=== Quelle ===
════════════════

Man muss vorsichtig sein mit dem Begriff "einfache Anwendung".
Willst du nur einen Hotspot im Schaltschrank oder an der Anlage finden, dann reicht wirklich was Einfaches.
Willst du aber Messwerte um Vorher-Nachher-Vergleiche zu machen, dann ist es schon nicht mehr einfach.


----------



## Kabeläffle (2 November 2022)

Thermographie / Wärmebildkamera
					

Hallo,  ich bin auf der Suche nach einer passenden Wärmebildkamera um meine Schaltschränke zu prüfen und zu bewerten. Wir haben eine in der Firma (Testo BJ 2009) die Ihren Job schon über Jahre gut macht.  Diese muss aber immer mühsam zwischen den Abteilungen getauscht werden.  Ich möchte diese...




					www.sps-forum.de


----------



## Kabeläffle (2 November 2022)

oder hier...





						%product-title% kaufen
					

Top %brandid% Auswahl ✓ Schnelle & versandkostenfreie Lieferung ab 89,00 € möglich ➥ Jetzt günstig online kaufen: %product-title%




					www.conrad.de


----------



## PN/DP (2 November 2022)

Die FLIR ONE (die Zusatzkamera für SmartPhone) wollte ich auch schon mal haben, da meinte mein IT-Leiter "Wieso so teuer, es gibt doch kostenlose Apps"...


----------



## Hesse (18 November 2022)

Ich habe immer noch das

Caterpillar CAT S61

Ich will es nicht mehr hergeben.

Als Privat Handy ist es zu groß und schwer.
Als Arbeit Handy ist es für, eben mal schnell einfach super

Hat mir schon viele Fehlerfindungen sehr erleichtert


----------



## de vliegende hollander (18 November 2022)

Hesse schrieb:


> Ich habe immer noch das
> 
> Caterpillar CAT S61
> 
> ...


Hab als Dienshandy auch die Caterpillar. Echt gut


----------



## sps_21 (19 November 2022)

S61 hab' ich auch privat (u.a. weil wasserdicht ;-). Für "einfache Anwendungen", vor allem schnell mal was einschätzen od. Spots suchen isses super.  Für wirkliche Messungen: Nö.  Es zeigt nur relative Unterschiede ziemlich ungenau aufgelöst an.


----------



## Gerhard Bäurle (24 November 2022)

════════════════

=== Dargestellte Daten ===
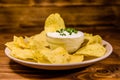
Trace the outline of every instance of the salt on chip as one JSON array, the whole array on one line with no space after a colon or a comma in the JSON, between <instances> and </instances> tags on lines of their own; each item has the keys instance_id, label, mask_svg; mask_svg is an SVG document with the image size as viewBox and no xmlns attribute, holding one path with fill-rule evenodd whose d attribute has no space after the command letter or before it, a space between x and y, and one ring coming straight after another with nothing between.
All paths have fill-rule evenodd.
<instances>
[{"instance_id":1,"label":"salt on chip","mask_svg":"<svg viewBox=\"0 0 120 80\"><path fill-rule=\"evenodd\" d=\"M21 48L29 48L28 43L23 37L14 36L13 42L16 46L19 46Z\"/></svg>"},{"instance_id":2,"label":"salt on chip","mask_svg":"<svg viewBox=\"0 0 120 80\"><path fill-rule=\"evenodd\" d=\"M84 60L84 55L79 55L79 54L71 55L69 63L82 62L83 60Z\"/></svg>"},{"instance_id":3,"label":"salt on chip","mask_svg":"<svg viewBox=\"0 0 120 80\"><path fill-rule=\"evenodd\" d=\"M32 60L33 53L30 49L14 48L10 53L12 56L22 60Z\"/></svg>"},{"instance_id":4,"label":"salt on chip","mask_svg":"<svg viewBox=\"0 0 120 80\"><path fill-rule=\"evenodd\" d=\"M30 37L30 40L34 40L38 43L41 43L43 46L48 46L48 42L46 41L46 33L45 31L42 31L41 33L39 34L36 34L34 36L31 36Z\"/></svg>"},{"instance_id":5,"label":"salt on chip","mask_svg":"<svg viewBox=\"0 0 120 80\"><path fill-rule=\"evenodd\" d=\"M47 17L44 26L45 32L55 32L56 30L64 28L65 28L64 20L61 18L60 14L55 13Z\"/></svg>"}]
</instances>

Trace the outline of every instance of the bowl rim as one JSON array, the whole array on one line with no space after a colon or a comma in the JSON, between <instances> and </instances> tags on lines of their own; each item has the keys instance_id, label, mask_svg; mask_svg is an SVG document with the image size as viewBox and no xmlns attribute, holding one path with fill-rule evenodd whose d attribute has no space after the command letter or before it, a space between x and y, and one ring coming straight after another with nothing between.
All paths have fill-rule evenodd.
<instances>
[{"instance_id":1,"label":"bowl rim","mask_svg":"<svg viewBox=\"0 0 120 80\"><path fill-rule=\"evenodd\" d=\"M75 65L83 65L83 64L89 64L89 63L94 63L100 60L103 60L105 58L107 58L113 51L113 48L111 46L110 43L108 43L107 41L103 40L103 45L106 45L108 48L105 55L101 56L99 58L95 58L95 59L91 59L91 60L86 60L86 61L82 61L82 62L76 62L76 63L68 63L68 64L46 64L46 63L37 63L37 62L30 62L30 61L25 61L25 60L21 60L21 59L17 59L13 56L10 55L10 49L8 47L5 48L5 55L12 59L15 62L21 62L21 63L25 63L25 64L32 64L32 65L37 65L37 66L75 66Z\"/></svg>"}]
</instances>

════════════════

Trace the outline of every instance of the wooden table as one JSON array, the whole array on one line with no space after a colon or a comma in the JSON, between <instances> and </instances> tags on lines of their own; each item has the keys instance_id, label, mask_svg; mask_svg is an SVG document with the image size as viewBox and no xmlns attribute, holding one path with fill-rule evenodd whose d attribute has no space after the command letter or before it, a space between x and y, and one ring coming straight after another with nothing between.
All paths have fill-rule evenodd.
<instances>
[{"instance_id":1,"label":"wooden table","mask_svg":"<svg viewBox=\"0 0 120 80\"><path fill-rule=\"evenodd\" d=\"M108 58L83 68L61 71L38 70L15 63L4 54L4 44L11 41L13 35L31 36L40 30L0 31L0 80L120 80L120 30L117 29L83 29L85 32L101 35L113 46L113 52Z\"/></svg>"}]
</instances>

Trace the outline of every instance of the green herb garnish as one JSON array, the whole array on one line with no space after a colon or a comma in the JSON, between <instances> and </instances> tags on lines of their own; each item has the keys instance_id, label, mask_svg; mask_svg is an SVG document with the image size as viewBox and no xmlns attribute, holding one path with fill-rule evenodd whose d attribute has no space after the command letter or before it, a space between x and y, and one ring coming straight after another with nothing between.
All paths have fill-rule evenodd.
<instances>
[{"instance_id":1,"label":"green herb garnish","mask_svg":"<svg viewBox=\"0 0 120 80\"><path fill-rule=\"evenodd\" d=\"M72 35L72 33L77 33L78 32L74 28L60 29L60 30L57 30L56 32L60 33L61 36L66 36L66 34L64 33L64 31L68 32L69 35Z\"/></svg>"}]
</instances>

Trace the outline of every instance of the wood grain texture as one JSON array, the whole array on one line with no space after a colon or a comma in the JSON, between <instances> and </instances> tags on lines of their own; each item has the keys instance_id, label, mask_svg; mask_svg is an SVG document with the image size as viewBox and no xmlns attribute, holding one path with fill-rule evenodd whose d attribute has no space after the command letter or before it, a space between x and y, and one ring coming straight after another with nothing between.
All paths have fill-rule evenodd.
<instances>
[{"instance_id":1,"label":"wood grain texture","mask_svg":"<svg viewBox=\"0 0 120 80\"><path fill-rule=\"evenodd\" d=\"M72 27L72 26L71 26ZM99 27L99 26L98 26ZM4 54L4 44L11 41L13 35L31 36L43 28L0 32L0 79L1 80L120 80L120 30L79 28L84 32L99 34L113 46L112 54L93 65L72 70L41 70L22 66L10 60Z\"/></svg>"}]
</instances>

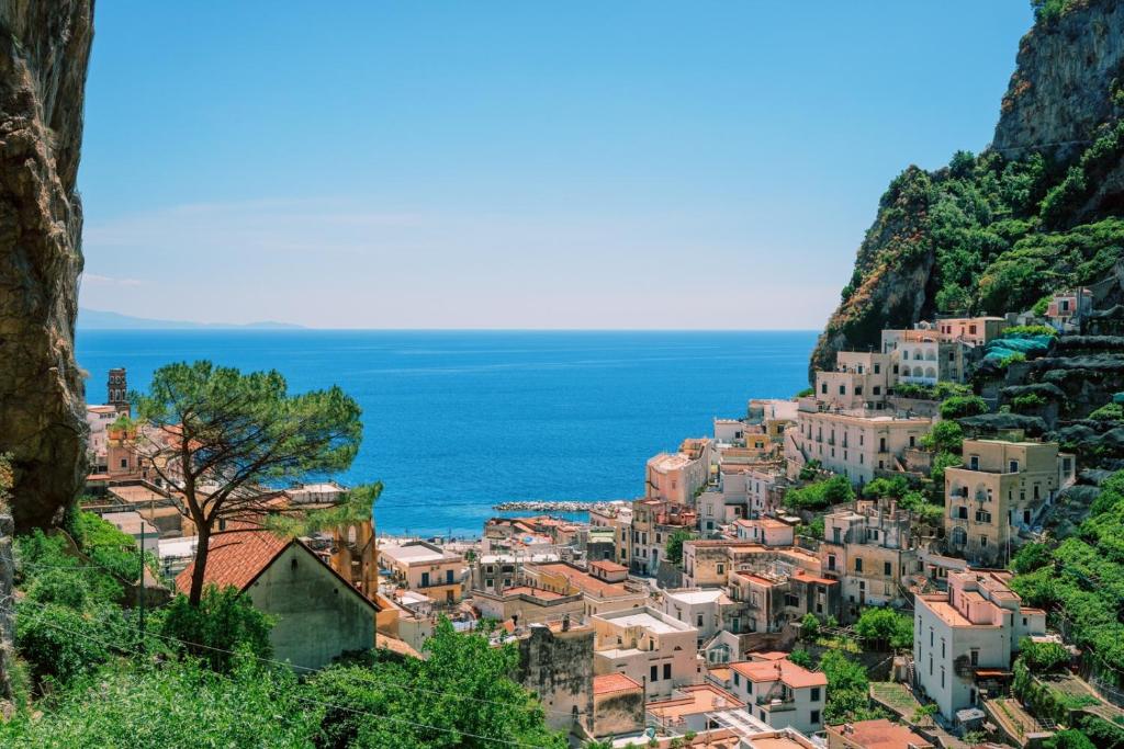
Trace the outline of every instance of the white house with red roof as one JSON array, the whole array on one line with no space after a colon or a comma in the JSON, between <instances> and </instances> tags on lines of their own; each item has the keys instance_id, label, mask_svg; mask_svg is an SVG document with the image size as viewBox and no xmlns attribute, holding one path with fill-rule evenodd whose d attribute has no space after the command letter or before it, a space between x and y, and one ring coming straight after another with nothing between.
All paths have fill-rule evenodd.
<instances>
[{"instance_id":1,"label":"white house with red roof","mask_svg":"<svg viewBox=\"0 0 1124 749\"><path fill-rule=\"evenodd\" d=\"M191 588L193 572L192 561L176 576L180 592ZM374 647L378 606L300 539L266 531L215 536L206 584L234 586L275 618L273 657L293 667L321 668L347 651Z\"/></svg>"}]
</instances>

════════════════

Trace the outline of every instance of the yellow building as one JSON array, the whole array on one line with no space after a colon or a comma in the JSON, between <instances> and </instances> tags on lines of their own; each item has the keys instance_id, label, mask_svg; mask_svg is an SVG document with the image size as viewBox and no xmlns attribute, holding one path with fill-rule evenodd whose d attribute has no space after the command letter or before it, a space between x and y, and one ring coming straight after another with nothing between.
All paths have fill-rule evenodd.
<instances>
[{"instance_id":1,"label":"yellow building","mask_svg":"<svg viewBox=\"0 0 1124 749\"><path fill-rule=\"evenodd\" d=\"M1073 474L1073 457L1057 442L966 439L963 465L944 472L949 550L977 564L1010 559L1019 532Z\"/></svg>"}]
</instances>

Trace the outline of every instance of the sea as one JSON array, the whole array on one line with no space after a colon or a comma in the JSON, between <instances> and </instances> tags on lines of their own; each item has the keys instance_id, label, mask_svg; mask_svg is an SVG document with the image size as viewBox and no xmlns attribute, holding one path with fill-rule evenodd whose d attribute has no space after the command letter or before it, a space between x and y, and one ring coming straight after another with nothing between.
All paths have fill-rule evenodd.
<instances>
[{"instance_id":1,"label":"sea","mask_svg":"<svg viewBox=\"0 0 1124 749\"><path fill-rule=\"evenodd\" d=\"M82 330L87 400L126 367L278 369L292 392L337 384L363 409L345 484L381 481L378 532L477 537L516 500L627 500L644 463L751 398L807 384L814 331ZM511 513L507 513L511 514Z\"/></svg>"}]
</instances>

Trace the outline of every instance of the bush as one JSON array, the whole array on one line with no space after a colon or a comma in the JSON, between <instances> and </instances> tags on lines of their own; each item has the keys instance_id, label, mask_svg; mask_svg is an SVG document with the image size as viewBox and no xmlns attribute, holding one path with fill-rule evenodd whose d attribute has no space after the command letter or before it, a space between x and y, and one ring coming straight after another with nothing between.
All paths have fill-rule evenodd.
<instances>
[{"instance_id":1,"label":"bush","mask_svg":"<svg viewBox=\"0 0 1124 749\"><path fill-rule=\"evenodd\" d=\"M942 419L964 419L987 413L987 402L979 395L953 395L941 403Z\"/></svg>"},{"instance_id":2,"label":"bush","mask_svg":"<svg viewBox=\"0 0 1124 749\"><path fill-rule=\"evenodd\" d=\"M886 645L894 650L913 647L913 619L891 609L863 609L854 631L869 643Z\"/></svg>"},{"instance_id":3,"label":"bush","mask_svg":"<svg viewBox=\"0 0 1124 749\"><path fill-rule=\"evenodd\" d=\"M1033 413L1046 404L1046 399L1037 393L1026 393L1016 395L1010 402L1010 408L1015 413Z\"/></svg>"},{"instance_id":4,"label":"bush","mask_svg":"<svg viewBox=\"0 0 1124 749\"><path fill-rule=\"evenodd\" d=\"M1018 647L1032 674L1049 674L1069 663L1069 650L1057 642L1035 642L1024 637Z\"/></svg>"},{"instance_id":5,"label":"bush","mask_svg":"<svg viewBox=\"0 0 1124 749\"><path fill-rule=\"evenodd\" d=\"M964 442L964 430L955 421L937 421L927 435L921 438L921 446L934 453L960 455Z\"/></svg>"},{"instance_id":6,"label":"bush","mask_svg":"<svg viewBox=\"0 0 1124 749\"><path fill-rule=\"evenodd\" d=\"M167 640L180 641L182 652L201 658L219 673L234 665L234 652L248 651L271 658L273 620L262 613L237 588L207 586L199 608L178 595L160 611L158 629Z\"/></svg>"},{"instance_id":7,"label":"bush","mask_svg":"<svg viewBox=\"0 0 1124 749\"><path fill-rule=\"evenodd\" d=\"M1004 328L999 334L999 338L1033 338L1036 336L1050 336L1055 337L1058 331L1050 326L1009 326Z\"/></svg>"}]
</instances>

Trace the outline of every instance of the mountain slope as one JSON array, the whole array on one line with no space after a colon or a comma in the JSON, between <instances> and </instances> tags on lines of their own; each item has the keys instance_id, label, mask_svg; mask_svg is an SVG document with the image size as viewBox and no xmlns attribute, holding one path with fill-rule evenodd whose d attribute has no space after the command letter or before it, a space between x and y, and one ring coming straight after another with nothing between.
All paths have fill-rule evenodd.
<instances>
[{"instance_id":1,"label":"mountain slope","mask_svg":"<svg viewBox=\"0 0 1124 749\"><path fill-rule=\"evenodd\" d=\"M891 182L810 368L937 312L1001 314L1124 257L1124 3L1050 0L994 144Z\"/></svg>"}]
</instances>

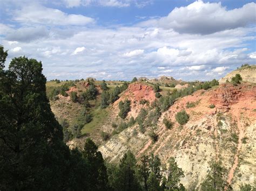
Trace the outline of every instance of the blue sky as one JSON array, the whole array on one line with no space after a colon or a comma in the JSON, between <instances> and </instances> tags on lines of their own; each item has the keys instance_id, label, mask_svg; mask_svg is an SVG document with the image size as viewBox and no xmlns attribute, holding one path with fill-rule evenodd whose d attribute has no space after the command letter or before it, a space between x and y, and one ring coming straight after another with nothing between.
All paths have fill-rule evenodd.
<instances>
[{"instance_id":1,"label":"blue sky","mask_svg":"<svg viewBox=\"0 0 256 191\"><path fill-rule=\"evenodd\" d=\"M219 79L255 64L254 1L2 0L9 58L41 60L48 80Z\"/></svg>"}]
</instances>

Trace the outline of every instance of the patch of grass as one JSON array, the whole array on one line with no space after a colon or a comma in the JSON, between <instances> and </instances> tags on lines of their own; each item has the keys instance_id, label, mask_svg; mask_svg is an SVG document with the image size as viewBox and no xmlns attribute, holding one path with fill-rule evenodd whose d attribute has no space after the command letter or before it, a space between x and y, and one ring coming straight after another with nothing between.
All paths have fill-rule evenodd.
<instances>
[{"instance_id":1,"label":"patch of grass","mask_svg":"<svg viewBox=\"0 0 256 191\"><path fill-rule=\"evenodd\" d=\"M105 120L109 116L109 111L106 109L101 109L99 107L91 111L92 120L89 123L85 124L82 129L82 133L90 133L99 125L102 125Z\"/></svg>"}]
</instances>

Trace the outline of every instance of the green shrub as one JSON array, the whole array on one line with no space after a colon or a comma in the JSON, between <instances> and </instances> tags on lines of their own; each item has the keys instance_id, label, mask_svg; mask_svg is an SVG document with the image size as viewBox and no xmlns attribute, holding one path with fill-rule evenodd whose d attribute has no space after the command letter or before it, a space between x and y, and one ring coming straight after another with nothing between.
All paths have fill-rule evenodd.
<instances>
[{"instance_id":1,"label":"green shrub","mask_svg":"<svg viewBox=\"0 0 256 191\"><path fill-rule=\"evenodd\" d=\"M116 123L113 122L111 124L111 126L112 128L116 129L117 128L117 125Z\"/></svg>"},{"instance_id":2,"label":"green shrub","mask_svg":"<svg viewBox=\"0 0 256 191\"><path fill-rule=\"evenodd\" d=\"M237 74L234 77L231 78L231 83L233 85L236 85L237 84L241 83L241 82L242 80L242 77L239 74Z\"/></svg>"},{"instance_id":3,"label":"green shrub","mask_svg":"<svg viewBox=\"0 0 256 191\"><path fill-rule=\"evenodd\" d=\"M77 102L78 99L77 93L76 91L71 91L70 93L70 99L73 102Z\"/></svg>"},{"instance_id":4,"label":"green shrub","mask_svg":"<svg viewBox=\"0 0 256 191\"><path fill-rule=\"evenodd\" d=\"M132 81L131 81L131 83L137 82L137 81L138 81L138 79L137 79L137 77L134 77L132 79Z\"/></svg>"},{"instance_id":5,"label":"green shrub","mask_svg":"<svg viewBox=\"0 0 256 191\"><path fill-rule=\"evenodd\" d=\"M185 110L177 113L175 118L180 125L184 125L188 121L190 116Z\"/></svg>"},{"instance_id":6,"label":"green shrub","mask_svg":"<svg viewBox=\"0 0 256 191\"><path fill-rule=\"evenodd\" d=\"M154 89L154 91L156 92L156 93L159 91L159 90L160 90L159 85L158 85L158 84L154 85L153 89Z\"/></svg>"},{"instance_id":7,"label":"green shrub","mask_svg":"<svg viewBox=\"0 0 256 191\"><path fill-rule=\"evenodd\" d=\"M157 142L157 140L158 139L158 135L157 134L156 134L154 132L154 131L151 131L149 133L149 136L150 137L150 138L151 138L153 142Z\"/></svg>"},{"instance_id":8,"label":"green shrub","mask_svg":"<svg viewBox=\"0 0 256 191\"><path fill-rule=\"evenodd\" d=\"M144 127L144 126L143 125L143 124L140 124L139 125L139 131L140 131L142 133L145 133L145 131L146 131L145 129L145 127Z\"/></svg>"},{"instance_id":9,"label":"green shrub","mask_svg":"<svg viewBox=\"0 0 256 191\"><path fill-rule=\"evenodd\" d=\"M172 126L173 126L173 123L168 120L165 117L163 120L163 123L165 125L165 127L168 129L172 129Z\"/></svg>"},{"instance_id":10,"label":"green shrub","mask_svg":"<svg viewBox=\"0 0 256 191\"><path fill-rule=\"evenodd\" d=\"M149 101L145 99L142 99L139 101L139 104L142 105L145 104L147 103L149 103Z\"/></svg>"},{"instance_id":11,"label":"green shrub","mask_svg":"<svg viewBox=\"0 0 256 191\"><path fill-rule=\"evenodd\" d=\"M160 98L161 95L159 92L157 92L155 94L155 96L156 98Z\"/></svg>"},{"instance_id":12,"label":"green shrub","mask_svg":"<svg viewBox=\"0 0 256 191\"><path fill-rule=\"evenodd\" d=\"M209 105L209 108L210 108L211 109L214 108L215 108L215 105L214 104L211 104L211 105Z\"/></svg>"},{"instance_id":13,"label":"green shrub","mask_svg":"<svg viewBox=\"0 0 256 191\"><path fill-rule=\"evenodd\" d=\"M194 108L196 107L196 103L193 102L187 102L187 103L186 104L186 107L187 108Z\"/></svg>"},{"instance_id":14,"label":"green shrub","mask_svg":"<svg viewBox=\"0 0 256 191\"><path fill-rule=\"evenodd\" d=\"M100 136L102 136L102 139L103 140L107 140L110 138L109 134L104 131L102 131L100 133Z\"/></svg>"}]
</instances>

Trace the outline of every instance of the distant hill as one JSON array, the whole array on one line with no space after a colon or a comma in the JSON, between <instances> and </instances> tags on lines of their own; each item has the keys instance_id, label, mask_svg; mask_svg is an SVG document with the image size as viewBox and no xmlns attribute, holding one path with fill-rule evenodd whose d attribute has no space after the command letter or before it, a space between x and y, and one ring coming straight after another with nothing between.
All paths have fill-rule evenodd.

════════════════

=== Arbeitsanweisungen ===
1 > Gib den Abschnitt aus der Forumsdiskussion über Wärmebildkameras wortgetreu wieder, der mit „## sps_21 (19“ beginnt und mit „ungenau aufgelöst an.“ endet.
2 > Welche Benutzernamen stehen in der Forumsdiskussion über Wärmebildkameras in den Beitragsüberschriften? Nenne jeden Namen nur einmal.

=== Erwartete Ergebnisse ===
1 >
## sps_21 (19 November 2022)

S61 hab' ich auch privat (u.a. weil wasserdicht ;-). Für "einfache Anwendungen", vor allem schnell mal was einschätzen od. Spots suchen isses super.  Für wirkliche Messungen: Nö.  Es zeigt nur relative Unterschiede ziemlich ungenau aufgelöst an.

2 >
- Kabeläffle
- PN/DP
- Hesse
- de vliegende hollander
- sps_21
- Gerhard Bäurle